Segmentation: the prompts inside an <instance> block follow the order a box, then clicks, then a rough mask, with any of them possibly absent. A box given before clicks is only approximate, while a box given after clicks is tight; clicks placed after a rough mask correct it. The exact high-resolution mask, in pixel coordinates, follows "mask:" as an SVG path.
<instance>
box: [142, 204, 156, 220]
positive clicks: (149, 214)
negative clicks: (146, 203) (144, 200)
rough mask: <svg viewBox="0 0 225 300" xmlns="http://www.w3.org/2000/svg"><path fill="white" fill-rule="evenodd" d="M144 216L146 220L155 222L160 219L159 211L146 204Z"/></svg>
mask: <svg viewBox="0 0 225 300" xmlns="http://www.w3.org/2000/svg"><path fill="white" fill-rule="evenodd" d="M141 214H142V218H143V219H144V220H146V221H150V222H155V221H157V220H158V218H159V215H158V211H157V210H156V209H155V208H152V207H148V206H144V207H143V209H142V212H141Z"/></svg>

════════════════

Exercise instructions: Collect every line of the records that contains the string "instance", and list each one in full.

Result:
Segmentation: the prompts inside an <instance> block follow the order a box, then clicks, then a rough mask, with any of them possibly absent. A box given before clicks is only approximate, while a box given after clicks is tight; clicks placed after a rough mask correct it. The exact high-resolution mask, in pixel coordinates, follows "mask:" as an SVG path.
<instance>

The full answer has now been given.